Task:
Find every row below that contains the word "foliage" and copy each of those lines in full.

--- Begin Available data ---

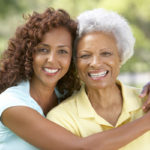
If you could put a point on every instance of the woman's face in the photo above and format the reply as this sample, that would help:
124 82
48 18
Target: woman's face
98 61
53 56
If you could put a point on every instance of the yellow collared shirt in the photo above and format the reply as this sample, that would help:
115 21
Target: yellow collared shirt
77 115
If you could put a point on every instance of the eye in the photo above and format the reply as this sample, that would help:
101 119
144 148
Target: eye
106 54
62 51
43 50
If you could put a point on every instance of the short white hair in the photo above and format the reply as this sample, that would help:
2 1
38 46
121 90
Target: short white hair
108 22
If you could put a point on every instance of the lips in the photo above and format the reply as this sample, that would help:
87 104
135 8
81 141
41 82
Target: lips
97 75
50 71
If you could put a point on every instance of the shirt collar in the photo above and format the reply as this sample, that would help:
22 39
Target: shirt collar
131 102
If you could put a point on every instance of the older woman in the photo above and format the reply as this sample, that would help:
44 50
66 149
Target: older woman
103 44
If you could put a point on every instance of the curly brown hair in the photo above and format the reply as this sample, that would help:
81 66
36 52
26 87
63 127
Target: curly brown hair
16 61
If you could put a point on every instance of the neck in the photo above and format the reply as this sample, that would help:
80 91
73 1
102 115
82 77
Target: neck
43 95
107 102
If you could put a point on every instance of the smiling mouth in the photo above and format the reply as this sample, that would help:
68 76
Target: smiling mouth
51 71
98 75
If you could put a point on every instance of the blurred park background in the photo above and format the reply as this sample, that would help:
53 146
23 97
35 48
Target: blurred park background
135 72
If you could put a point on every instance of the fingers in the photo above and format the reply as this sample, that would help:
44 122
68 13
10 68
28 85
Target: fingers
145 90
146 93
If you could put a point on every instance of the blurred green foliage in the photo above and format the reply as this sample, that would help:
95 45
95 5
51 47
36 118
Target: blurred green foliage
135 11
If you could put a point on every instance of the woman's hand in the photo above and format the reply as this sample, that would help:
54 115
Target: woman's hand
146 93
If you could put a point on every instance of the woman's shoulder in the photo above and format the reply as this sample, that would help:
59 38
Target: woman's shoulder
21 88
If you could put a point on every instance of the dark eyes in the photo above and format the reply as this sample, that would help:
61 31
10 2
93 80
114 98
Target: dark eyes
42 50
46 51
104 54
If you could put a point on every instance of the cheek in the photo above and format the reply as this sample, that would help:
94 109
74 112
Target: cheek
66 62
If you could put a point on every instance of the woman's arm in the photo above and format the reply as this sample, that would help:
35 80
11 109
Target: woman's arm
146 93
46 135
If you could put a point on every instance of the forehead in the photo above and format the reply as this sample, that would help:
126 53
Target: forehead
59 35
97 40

--- End Available data ---
--- Begin Available data ---

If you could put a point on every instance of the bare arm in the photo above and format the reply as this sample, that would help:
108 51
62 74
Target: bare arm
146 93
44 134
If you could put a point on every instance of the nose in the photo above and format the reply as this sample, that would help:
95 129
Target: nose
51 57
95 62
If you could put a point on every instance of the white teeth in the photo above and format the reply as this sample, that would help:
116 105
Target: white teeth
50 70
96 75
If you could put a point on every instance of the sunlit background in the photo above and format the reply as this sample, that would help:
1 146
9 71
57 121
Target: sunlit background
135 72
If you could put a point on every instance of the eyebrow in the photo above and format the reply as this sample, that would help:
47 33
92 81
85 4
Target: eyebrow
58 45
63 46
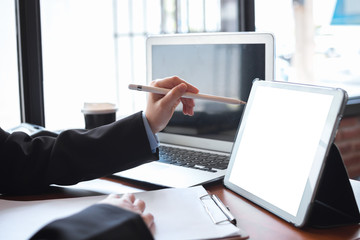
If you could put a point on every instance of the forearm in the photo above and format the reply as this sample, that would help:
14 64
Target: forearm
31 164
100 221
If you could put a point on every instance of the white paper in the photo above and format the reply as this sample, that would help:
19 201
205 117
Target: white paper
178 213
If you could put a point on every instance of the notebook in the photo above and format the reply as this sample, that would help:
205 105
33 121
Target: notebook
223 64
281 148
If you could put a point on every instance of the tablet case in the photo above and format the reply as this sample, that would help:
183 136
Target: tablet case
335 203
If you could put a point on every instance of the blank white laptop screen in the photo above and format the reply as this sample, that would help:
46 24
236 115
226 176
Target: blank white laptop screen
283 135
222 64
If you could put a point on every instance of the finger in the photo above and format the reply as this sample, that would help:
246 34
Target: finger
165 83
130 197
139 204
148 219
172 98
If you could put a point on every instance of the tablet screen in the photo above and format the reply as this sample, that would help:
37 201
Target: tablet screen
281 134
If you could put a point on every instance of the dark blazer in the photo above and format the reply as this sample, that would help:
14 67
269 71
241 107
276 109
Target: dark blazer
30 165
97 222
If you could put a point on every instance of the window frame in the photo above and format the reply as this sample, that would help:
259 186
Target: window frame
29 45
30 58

--- End Available data ---
--- Begin Available data ---

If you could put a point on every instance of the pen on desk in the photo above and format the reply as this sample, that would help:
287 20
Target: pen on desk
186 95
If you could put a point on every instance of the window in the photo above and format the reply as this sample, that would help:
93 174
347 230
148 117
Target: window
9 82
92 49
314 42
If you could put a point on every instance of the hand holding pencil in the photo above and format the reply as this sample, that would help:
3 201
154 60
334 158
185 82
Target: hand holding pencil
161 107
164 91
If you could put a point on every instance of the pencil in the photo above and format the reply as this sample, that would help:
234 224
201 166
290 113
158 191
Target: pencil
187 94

--- End Available data ---

Response below:
If you could put a point on every instance of the blurred green foliage in the photo above and format the reply as this sample, that would help:
Target: blurred green foliage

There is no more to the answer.